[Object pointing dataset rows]
####
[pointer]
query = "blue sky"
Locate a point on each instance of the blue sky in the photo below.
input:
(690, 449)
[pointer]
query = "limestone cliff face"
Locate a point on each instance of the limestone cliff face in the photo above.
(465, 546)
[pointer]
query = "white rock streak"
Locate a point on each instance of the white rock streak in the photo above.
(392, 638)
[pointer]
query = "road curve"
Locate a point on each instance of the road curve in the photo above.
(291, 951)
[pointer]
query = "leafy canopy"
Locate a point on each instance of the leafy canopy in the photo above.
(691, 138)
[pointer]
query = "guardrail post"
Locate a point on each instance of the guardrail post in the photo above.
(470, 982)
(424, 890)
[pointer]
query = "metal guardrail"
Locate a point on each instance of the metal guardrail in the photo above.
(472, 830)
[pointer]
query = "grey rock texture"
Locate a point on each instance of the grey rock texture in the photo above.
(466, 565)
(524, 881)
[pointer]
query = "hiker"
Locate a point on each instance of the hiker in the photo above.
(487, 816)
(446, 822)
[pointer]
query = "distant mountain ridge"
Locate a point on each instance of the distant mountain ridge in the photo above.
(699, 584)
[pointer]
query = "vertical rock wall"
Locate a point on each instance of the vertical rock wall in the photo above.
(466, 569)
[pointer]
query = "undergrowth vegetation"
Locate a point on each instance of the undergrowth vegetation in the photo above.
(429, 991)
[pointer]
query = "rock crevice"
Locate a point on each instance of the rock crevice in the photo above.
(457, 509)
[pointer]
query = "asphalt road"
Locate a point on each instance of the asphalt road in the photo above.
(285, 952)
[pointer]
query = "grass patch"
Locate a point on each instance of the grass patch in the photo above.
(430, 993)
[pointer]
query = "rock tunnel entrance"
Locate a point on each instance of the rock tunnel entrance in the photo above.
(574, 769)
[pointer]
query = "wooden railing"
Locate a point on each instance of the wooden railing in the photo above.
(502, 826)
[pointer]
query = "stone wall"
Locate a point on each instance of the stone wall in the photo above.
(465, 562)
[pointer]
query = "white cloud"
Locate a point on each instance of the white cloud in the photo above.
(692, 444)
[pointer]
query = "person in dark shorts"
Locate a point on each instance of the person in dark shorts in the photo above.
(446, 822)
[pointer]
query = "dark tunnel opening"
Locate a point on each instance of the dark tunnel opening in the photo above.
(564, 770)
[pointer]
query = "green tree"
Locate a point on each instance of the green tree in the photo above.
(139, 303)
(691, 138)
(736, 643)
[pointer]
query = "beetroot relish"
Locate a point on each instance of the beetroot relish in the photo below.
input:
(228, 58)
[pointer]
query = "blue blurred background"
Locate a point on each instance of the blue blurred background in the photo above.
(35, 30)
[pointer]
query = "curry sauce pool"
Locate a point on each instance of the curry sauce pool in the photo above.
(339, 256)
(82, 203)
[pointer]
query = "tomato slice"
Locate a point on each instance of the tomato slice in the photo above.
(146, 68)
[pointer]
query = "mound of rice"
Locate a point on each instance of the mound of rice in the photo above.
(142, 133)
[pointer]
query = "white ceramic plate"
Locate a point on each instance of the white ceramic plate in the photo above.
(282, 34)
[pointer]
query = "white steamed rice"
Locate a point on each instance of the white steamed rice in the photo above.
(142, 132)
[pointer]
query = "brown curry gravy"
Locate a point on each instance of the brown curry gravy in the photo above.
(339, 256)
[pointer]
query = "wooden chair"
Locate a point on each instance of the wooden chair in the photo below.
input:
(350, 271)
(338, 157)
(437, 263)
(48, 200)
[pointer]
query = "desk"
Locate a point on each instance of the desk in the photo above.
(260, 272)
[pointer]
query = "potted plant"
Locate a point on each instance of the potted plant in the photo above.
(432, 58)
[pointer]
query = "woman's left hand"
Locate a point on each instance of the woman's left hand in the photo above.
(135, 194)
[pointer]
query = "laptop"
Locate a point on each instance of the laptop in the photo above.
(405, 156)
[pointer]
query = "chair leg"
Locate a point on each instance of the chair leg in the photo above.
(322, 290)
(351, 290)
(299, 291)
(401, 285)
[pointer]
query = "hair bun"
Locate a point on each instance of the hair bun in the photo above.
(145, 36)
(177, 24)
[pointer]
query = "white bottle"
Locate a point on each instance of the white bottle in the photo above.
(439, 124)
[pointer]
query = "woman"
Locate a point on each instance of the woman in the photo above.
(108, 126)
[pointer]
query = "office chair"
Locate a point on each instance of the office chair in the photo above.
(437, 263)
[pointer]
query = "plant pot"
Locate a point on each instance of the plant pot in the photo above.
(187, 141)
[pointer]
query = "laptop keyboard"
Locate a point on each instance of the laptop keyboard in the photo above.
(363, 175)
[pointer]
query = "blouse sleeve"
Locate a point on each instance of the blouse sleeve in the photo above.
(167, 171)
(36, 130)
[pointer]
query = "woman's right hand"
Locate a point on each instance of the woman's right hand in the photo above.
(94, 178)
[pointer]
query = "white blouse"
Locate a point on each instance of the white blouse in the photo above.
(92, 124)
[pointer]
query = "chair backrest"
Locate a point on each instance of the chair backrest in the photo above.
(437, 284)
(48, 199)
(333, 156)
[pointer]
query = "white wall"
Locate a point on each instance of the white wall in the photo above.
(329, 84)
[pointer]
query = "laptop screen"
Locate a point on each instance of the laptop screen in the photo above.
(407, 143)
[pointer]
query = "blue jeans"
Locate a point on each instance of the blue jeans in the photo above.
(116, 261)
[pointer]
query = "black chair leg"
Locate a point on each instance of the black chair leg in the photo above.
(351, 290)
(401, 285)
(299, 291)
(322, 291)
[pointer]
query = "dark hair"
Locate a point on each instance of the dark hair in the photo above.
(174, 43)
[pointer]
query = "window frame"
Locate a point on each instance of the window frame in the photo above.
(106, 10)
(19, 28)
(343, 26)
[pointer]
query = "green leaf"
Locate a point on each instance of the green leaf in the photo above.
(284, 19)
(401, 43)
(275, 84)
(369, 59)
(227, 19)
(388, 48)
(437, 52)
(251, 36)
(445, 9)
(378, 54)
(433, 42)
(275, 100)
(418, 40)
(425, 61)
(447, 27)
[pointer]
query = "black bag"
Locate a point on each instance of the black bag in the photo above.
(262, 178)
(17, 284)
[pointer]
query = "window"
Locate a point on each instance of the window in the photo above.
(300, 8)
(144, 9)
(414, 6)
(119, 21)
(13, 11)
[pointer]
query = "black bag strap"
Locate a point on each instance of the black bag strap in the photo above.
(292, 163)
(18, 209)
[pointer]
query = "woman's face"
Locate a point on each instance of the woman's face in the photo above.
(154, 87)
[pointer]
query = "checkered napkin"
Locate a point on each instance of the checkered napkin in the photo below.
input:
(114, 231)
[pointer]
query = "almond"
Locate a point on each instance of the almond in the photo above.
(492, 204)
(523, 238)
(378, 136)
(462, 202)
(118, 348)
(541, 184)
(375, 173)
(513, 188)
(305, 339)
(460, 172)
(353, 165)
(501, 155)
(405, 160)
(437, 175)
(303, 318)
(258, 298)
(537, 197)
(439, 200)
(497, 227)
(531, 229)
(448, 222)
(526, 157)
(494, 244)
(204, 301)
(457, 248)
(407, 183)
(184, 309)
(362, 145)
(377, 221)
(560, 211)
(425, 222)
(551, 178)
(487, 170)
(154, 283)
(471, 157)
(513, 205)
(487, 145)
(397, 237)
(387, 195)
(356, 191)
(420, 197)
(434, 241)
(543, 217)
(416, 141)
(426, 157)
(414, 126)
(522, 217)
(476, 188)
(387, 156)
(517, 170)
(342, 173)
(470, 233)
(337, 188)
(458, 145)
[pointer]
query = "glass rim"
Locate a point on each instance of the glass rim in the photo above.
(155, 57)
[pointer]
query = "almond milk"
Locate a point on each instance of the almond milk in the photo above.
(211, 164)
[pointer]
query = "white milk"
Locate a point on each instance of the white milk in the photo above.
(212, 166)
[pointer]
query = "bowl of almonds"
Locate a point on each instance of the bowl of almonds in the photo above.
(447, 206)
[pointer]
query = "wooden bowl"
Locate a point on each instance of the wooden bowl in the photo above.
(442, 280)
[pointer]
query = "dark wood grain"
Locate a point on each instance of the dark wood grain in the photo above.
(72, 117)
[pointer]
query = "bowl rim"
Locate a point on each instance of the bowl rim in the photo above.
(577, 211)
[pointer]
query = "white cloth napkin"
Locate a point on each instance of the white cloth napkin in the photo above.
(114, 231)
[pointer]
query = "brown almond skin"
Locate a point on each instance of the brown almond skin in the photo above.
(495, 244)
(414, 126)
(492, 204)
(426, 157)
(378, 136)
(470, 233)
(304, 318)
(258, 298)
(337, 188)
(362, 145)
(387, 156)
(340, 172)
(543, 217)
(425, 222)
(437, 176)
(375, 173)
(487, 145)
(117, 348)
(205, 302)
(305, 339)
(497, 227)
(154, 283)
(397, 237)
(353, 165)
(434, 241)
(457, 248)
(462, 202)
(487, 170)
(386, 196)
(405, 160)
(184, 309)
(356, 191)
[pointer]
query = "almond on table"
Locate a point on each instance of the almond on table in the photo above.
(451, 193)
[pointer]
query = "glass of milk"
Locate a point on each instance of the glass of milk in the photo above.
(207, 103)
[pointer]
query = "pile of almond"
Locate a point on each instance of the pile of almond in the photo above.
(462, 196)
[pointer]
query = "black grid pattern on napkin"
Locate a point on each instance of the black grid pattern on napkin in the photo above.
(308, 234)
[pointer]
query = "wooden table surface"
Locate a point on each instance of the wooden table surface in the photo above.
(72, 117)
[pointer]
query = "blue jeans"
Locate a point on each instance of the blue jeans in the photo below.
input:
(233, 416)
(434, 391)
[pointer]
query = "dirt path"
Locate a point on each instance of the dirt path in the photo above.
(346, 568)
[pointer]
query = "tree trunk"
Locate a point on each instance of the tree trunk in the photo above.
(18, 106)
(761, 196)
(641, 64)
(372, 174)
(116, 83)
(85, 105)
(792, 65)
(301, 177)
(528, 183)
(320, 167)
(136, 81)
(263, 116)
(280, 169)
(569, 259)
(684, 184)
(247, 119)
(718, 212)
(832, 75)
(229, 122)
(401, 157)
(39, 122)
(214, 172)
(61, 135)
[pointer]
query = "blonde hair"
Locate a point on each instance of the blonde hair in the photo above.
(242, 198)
####
▶ [WRITTEN REQUEST] Please pull out every line of the records that contains the word "background". Case counts.

▶ [PROBLEM SOLUTION]
query = "blue blurred background"
Locate a point on each instance of the blue blurred background in the photo above.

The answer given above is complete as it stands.